• _Given problem_
Please output each line of the listing below as a numbered list, skipping any blank lines.

[Coordinate annotation records]
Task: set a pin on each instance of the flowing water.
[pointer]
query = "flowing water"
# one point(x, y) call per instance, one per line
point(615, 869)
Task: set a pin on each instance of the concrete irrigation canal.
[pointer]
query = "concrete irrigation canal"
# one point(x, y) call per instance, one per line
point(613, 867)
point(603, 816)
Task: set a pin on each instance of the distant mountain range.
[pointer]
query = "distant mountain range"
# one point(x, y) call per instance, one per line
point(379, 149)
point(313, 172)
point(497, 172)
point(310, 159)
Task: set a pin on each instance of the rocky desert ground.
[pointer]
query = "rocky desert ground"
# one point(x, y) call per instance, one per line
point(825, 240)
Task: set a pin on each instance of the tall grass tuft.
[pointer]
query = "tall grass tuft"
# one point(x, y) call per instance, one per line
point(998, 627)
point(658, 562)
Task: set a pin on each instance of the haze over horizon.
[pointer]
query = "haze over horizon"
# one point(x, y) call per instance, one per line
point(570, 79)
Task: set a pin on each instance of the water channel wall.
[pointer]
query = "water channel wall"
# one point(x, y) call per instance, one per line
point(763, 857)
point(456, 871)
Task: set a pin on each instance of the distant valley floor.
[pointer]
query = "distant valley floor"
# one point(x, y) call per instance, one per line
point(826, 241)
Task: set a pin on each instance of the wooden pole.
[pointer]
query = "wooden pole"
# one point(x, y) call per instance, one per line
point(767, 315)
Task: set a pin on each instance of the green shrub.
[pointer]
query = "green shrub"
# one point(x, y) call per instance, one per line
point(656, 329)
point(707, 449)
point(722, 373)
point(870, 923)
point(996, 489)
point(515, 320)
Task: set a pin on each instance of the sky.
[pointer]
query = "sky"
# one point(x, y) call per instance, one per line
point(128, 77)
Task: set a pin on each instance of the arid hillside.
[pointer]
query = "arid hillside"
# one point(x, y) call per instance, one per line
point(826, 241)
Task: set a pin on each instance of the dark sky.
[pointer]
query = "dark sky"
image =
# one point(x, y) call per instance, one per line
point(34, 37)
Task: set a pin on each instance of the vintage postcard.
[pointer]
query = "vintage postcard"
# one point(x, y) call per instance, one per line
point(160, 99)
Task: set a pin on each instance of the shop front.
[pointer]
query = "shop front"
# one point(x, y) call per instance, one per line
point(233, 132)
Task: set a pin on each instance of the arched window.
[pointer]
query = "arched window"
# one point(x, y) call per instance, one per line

• _Task result_
1. Task: set a pin on each instance of the flowing water.
2. [pointer]
3. query = "flowing water"
4. # one point(x, y) call per instance, one per line
5. point(615, 869)
6. Task: set a pin on each instance of the concrete irrigation canal.
7. [pointer]
8. query = "concrete irrigation canal"
9. # one point(x, y) call per instance, one per line
10. point(613, 867)
11. point(603, 816)
12. Task: set a pin on each instance of the distant mountain range.
13. [pointer]
14. query = "distant mountain range"
15. # one point(x, y) call per instance, one per line
16. point(379, 149)
17. point(313, 172)
18. point(497, 172)
19. point(310, 159)
20. Task: set a pin on each instance of the rocky desert ground.
21. [pointer]
22. query = "rocky desert ground"
23. # one point(x, y) call per instance, one per line
24. point(825, 240)
25. Task: set a pin on each instance of the tall grass tuft.
26. [pointer]
27. query = "tall grass tuft"
28. # one point(x, y) call per instance, one per line
29. point(998, 627)
30. point(658, 562)
31. Task: set a pin on each instance of the haze over horizon.
32. [pointer]
33. query = "haze over horizon"
34. # one point(x, y) call per instance, one per line
35. point(570, 79)
36. Task: set a pin on each instance of the water channel wall.
37. [pointer]
38. query = "water channel wall"
39. # one point(x, y) call per instance, one per line
40. point(763, 857)
41. point(456, 871)
42. Task: set a pin on each instance of the distant valley floor.
43. [pointer]
44. query = "distant valley floor"
45. # one point(x, y) call per instance, one per line
46. point(826, 241)
47. Task: set a pin on each instance of the wooden pole.
48. [pointer]
49. query = "wooden pole"
50. # one point(x, y) call per instance, one per line
51. point(767, 315)
52. Task: set a pin on each instance of the green shrub.
53. [pointer]
54. query = "green shrub"
55. # one point(x, y) call per instance, one per line
56. point(656, 329)
57. point(707, 449)
58. point(722, 373)
59. point(870, 923)
60. point(996, 489)
61. point(515, 320)
62. Task: set a pin on each instance of the sky.
63. [pointer]
64. query = "sky"
65. # one point(x, y) call per instance, one per line
66. point(128, 77)
67. Task: set a pin on each instance of the arid hillside.
68. [pointer]
69. query = "arid hillside"
70. # one point(x, y) call per instance, one per line
71. point(826, 241)
72. Task: set a pin on each instance of the dark sky.
73. [pointer]
74. query = "dark sky"
75. image =
76. # one point(x, y) call per instance, one per line
77. point(34, 37)
78. Task: set a pin on each instance of the vintage postcard.
79. [pointer]
80. query = "vintage postcard"
81. # one point(x, y) call per instance, one per line
82. point(160, 99)
83. Task: set a pin on each instance of the shop front.
84. [pointer]
85. query = "shop front"
86. # one point(x, y) call per instance, one per line
87. point(233, 132)
88. Task: set a pin on each instance of the arched window.
89. [pointer]
90. query = "arched window"
91. # one point(x, y) call per instance, one per line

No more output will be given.